● DATASET EXCERPTS:
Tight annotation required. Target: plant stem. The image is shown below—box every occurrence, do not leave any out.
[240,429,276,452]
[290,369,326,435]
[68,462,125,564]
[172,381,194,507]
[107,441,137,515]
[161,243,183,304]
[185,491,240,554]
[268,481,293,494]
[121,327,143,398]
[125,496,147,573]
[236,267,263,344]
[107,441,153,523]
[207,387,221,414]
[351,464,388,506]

● EXERCISE PROMPT: Render every line of the entries above as a JSON list of strings, one string per line, with blank lines omitted.

● EXERCISE RESULT:
[
  "Tight annotation required. Target: plant stem. The image is shown below—box every occurrence, do not leave any out.",
  "[240,429,276,452]",
  "[290,369,326,435]",
  "[68,462,125,564]",
  "[172,381,194,507]",
  "[107,441,137,515]",
  "[161,243,183,304]",
  "[185,491,240,554]",
  "[268,481,293,494]",
  "[121,327,143,398]",
  "[125,496,147,573]",
  "[236,267,263,344]",
  "[107,441,153,523]",
  "[207,387,221,414]",
  "[351,464,388,506]"
]